By Middle East Affairs
Yemen’s government military continues to wage battle against Iranian funded Houthi militias killing 250 Houthi militants, including 20 top field commanders.
The fighting took place south of the Hodeidah port, which the U.N. uses to bring relief supplies to the millions of starving Yemenis, that have no other source of food or medicine as much of the country’s infrastructure has been plundered.
A Saudi Press Agency reported that 140 Iran backed Houthi militiamen were captured by Yemen’s army, which Saudi Arabia is supporting.
As Yemen’s army has advanced closer to Hodeida over the last week the fighting has intensified. The U.S. and the U.N. have pleaded that all sides involved in the fighting guarantee the safe passage of humanitarian aid to Yemeni who desperately need it to survive.
On Friday, the U.N. said that a military attack on the Red Sea port of Hodeida could claim the lives of many of the 600,000 civilians that live near the port city.
Martin Griffiths, the U.N. envoy for Yemen “is shuttling between Sana’a and also the UAE and Saudi Arabia to hope that there will be a way to avoid the military confrontation in Hodeidah,” said UN Secretary-General Antonio Guterres.

_GIVEN RECORDS_
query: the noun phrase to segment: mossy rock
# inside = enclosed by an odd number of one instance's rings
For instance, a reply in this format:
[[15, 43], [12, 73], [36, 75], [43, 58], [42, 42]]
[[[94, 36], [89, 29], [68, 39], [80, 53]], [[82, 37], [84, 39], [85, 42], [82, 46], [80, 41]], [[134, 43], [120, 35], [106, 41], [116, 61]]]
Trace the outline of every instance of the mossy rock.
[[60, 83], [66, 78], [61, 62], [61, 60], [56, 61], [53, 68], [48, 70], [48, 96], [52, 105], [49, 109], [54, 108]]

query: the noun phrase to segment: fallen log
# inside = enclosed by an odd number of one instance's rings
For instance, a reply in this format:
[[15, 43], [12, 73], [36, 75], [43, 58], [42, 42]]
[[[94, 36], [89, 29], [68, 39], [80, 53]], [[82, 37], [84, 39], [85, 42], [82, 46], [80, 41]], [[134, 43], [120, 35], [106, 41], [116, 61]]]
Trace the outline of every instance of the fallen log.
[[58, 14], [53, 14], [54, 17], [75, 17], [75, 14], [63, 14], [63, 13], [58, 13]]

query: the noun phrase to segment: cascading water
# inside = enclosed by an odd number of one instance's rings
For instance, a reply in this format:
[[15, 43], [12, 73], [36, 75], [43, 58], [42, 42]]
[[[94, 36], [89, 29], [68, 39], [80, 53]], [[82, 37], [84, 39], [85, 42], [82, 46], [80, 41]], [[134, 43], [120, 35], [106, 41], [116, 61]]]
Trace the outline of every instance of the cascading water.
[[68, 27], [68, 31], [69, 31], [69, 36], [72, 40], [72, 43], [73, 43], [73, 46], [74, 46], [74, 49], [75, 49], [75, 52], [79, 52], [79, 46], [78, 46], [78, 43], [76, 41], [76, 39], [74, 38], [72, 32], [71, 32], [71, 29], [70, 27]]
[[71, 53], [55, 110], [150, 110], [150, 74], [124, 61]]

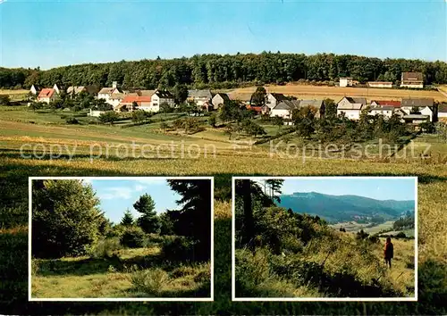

_ASSIGNMENT 1_
In the article on the fighting in Yemen, how many Houthi militiamen did the Saudi Press Agency report as captured by Yemen's army?
_ASSIGNMENT 2_
Write the next two or three paragraphs of the article on the fighting in Yemen, continuing after Guterres's remark about Martin Griffiths.

_WRITTEN RESPONSE 1_
140

_WRITTEN RESPONSE 2_
The civil war between Iran backed Houthi began in March 2015 against the government of exiled President Abed Rabbo Mansour Hadi.
During the three years of war, more than 10,000 Yemenis have been killed, and another three million have become displaced. More than 22.2 million people need assistance making it the world’s worst humanitarian disaster, said the U.N., drawing comparisons to Darfur, where millions of civilians suffered as fighting encircled them and they had no place to escape too, trapped inside a war-torn country with no food or medicine. Yemenis are starving by the millions, and diseases such as Malnutrition and cholera have killed thousands over the last three years.